### Data
*** Begin section ***

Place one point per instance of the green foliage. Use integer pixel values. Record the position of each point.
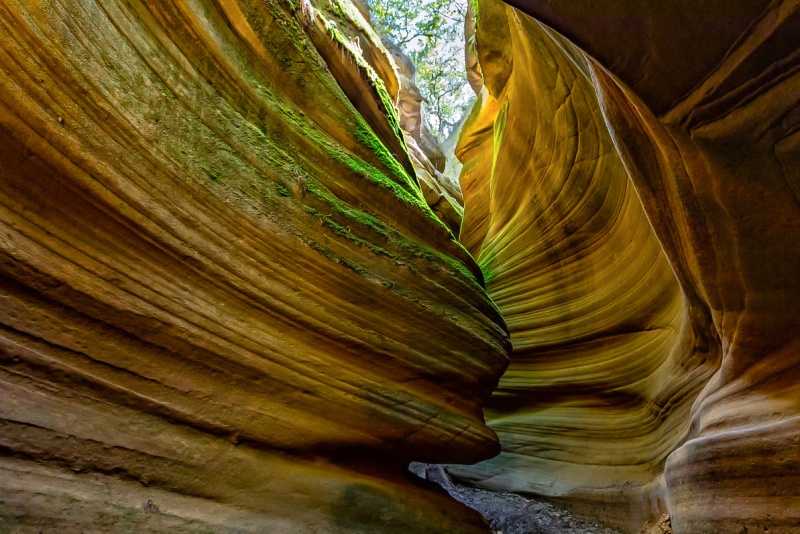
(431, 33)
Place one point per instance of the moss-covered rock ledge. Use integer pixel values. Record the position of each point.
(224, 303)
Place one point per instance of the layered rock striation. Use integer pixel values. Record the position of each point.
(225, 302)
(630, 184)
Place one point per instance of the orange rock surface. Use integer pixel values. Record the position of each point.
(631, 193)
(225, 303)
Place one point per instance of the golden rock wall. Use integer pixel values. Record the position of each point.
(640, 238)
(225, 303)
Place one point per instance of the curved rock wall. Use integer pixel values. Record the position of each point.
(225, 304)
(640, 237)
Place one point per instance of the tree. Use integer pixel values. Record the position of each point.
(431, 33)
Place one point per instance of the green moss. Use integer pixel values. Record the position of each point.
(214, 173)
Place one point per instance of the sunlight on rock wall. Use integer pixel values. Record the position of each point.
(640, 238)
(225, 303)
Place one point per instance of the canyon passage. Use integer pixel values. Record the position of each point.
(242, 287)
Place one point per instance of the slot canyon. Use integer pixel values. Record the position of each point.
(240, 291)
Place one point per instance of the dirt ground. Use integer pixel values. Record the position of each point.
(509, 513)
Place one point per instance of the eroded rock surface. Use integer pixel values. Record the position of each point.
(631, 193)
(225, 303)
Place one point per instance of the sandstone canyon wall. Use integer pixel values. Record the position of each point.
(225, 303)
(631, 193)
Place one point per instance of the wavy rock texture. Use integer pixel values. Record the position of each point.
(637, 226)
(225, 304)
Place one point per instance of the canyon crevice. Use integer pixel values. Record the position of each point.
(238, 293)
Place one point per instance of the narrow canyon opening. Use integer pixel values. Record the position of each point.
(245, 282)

*** End section ***

### What you need to do
Transcribe each line above verbatim, with the pictures left out.

### Response to the task
Place one point per instance of the green foliage. Use integer pixel values. Record the position of each point.
(431, 33)
Place one point per instance of the moss-covered rock ledge. Use integer pixel values. Record the position of each point.
(224, 303)
Place one point per instance of the layered rock striation. Use integer pixel values. Record the position of each point.
(225, 302)
(630, 184)
Place one point per instance of the orange rock surface. Use integer pixel values. Record the position of each point.
(631, 193)
(225, 303)
Place one point per instance of the golden rock wall. Use integer pixel values. Record the position of each point.
(640, 238)
(225, 303)
Place one point per instance of the curved rock wall. Use integer pixel values. Record the position of each point.
(225, 304)
(640, 237)
Place one point per instance of the tree. Use integer pixel values. Record the position of each point.
(431, 33)
Place one point per instance of the green moss. Use integer pixel values. Record the position of each point.
(214, 173)
Place one point per instance of the sunlight on rock wall. Use integer pixel values. Record the position of each point.
(640, 238)
(225, 303)
Place one point per instance of the canyon passage. Use integer pixel values. Record the position of each point.
(242, 287)
Place one point per instance of the slot canyon. Use integer pixel values. Record the position of each point.
(240, 291)
Place one point per instance of the dirt ground. Use integer pixel values. Record the position of each point.
(509, 513)
Place one point per instance of the eroded rock surface. Use integer pixel values. Record the position of each point.
(631, 193)
(225, 303)
Place one point per instance of the sandstone canyon wall. Use integer pixel values. Record the position of each point.
(225, 303)
(631, 193)
Place one point per instance of the wavy rock texture. Use integer pixel values. Record the position of each point.
(637, 226)
(225, 304)
Place one point per instance of the canyon crevice. Use integer pixel values. Record the position of each point.
(238, 293)
Place one point per instance of the narrow canyon opening. Use integer pixel values. Record the position of each point.
(245, 282)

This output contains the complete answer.